**EXERCISE REQUIREMENTS**
Copy the entries below word for word, keeping every line as it appears.

[START OF DATA ROWS]

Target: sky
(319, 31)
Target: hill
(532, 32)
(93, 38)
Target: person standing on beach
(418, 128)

[END OF DATA ROWS]

**EXERCISE ANSWER**
Target: sky
(319, 31)
Target: hill
(532, 32)
(93, 38)
Target: person standing on beach
(418, 128)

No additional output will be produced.